===== Data for processing
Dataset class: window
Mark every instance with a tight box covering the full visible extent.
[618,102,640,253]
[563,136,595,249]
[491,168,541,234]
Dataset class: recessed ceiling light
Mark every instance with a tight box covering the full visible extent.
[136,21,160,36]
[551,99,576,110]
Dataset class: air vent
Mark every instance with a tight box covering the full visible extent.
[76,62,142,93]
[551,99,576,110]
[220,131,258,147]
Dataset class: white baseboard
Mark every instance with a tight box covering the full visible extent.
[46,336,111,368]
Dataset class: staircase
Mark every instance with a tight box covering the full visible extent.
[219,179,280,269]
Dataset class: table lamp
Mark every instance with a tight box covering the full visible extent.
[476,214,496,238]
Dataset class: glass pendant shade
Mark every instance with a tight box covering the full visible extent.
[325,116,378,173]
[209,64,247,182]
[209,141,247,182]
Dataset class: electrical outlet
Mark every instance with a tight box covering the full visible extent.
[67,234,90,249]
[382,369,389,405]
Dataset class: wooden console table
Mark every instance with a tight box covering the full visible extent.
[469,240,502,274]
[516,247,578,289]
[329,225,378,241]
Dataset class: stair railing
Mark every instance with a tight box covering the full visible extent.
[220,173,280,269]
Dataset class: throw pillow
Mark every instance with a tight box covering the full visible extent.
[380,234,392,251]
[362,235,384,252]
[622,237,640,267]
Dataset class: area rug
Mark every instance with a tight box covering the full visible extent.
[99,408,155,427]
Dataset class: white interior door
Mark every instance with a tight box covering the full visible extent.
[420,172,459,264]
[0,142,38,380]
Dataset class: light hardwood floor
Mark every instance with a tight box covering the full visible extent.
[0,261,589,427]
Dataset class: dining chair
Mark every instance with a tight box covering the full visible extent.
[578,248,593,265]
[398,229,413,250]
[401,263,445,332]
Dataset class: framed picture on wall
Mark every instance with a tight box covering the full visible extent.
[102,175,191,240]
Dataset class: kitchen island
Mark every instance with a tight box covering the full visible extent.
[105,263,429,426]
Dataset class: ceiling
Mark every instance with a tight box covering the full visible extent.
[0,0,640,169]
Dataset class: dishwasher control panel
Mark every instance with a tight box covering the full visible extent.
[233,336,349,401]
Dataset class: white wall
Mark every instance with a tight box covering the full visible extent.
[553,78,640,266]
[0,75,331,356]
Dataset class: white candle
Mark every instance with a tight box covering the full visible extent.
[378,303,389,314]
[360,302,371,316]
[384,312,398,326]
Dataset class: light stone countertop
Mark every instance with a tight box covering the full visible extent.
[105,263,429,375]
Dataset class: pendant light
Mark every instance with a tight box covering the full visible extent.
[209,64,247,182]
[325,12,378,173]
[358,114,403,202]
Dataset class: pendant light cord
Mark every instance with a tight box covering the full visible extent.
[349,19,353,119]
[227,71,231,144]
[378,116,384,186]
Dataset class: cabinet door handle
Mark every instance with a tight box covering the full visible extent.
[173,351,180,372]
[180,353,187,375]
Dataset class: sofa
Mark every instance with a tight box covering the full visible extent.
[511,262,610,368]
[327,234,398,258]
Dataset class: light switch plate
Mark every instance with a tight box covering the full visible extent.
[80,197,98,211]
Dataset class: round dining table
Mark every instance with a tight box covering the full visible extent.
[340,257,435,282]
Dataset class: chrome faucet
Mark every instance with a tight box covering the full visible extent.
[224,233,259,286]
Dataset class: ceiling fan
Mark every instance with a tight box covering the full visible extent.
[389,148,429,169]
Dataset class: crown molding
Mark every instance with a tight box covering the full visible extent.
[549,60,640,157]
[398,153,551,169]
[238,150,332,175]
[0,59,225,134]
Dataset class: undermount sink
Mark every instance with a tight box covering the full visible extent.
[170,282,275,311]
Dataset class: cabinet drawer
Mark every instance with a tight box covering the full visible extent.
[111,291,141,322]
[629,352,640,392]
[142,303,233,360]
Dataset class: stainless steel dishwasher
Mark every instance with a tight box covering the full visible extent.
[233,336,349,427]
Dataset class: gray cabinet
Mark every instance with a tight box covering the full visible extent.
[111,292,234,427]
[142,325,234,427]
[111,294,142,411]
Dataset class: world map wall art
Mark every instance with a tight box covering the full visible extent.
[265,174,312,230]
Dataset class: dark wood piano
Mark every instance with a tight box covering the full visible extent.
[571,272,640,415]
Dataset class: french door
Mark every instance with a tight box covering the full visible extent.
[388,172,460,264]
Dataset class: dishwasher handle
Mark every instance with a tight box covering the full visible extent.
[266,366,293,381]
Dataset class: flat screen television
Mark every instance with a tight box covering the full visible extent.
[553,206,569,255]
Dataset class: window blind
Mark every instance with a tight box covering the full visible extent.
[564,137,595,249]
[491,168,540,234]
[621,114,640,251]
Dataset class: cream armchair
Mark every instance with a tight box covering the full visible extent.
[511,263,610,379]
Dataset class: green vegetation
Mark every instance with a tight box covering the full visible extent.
==========
Your instructions: Set out the lines above as a numbered list, omitting any blank lines.

Answer for the task:
1. Dataset class: window
2. Mark every instance with a tight box covering the full visible extent.
3. [618,102,640,253]
4. [563,136,595,249]
5. [491,168,541,234]
6. Dataset class: recessed ceiling light
7. Mark every instance with a tight box covering the full visible extent.
8. [136,21,160,36]
9. [551,99,576,110]
10. Dataset class: air vent
11. Mark every instance with a tight box covering the full visible extent.
12. [76,62,142,93]
13. [551,99,576,110]
14. [220,131,258,147]
15. Dataset class: white baseboard
16. Mark every instance with a tight box covering the full visible extent.
17. [46,336,111,368]
18. Dataset class: staircase
19. Mark every instance with a tight box covering the full visible extent.
20. [219,179,280,269]
21. Dataset class: table lamp
22. Mark every instance with a tight box covering the full visible extent.
23. [476,214,496,238]
24. Dataset class: glass pendant shade
25. Mark every instance with a tight box covering the full visible extent.
26. [325,116,378,173]
27. [209,64,247,182]
28. [209,141,247,182]
29. Dataset class: electrical outlet
30. Mark every instance with a tight box covering the full visible extent.
31. [67,234,90,249]
32. [382,369,389,405]
33. Dataset class: wooden console table
34. Mark every instance with a tight box covering the full visible extent.
35. [469,240,502,274]
36. [516,247,578,289]
37. [329,225,378,241]
38. Dataset class: stair railing
39. Mark every instance with a tight box covering the full visible extent.
40. [220,173,280,269]
41. Dataset class: throw pillow
42. Mark every instance with a tight box covering the full visible extent.
43. [380,234,392,251]
44. [362,235,384,252]
45. [622,237,640,267]
46. Dataset class: area rug
47. Mark every instance with a tight box covering the full visible extent.
48. [99,408,155,427]
49. Dataset class: white interior door
50. Mark every instance with a tight box covering the full visible extent.
51. [420,172,459,264]
52. [0,142,38,380]
53. Dataset class: light hardwood floor
54. Mark every instance with a tight box covering the full visible extent.
55. [0,261,589,427]
56. Dataset class: dining chair
57. Mark every instance with a tight box covering the full visible extent.
58. [578,248,593,265]
59. [398,229,413,250]
60. [401,263,445,332]
61. Dataset class: framed picture on wall
62. Mark every instance with a tight box covering the full visible extent.
63. [102,175,191,240]
64. Dataset class: kitchen island
65. Mark every instance with a tight box covering the full visible extent.
66. [105,263,429,426]
67. Dataset class: ceiling
68. Mark every instance with a tight box covering the full visible extent.
69. [0,0,640,169]
70. Dataset class: dishwasher control panel
71. Mark every instance with a tight box covering the full visible extent.
72. [233,336,349,401]
73. Dataset class: white wall
74. Mark every instance with a tight box covering the full visible extent.
75. [553,78,640,266]
76. [0,75,331,356]
77. Dataset class: white candle
78. Mark every instance with a tight box covering the full visible extent.
79. [378,303,389,314]
80. [360,302,371,316]
81. [384,312,398,326]
82. Dataset class: light stone countertop
83. Mark every instance with a tight box covering the full visible extent.
84. [105,263,429,375]
85. Dataset class: pendant light
86. Mark every instance with a tight box covering the full visible extent.
87. [209,64,247,182]
88. [325,12,378,173]
89. [358,114,403,202]
90. Dataset class: pendant light cord
91. Mark every instance with a tight box covering the full visible extent.
92. [349,19,353,119]
93. [227,71,231,144]
94. [378,116,384,186]
95. Dataset class: cabinet door handle
96. Mark every instance with a tight box covering the full visible extent.
97. [173,351,180,372]
98. [180,353,187,375]
99. Dataset class: sofa
100. Mark every instance with a tight box covering the full visible extent.
101. [511,262,610,368]
102. [327,234,398,258]
103. Dataset class: light switch plate
104. Mark every instance with a tight box covering the full visible extent.
105. [80,197,98,211]
106. Dataset class: round dining table
107. Mark every instance with a tight box covering the full visible extent.
108. [340,257,435,282]
109. Dataset class: chrome faucet
110. Mark every instance with a tight box covering the full visible extent.
111. [224,233,259,286]
112. Dataset class: ceiling fan
113. Mark every instance with a tight box covering the full visible extent.
114. [389,148,429,169]
115. Dataset class: crown molding
116. Mark every instance with a tight box covering the full visible extent.
117. [549,60,640,157]
118. [398,153,551,169]
119. [238,150,332,175]
120. [0,59,225,134]
121. Dataset class: undermount sink
122. Mark every instance with a tight box covering the full visible extent.
123. [170,282,275,311]
124. Dataset class: cabinet drawer
125. Mark every instance with a tight box covering the full visible extent.
126. [111,291,141,322]
127. [629,352,640,392]
128. [142,303,233,360]
129. Dataset class: stainless steel dishwasher
130. Mark every instance with a tight box covering the full visible extent.
131. [233,336,349,427]
132. Dataset class: gray cabinet
133. Mark every instance with a tight box covering the full visible extent.
134. [111,292,234,427]
135. [142,325,234,427]
136. [111,294,142,411]
137. Dataset class: world map wall art
138. Mark every instance with a tight box covering the full visible extent.
139. [265,174,312,230]
140. Dataset class: dark wood piano
141. Mark every instance with a tight box covering the full visible extent.
142. [571,272,640,415]
143. Dataset class: french door
144. Mark every instance with a tight box covering the full visible extent.
145. [388,172,460,264]
146. Dataset class: dishwasher handle
147. Mark every instance with a tight box covering the full visible extent.
148. [266,366,293,381]
149. Dataset class: flat screen television
150. Mark every instance with a tight box covering the full visible extent.
151. [553,206,569,255]
152. Dataset class: window blind
153. Mark every instance with a tight box covering the full visible extent.
154. [564,137,595,249]
155. [491,168,540,234]
156. [621,114,640,251]
157. Dataset class: cream armchair
158. Mark every instance with a tight box covering the full visible extent.
159. [511,263,610,379]
160. Dataset class: green vegetation
161. Mark every instance with a tight box covering the full visible extent.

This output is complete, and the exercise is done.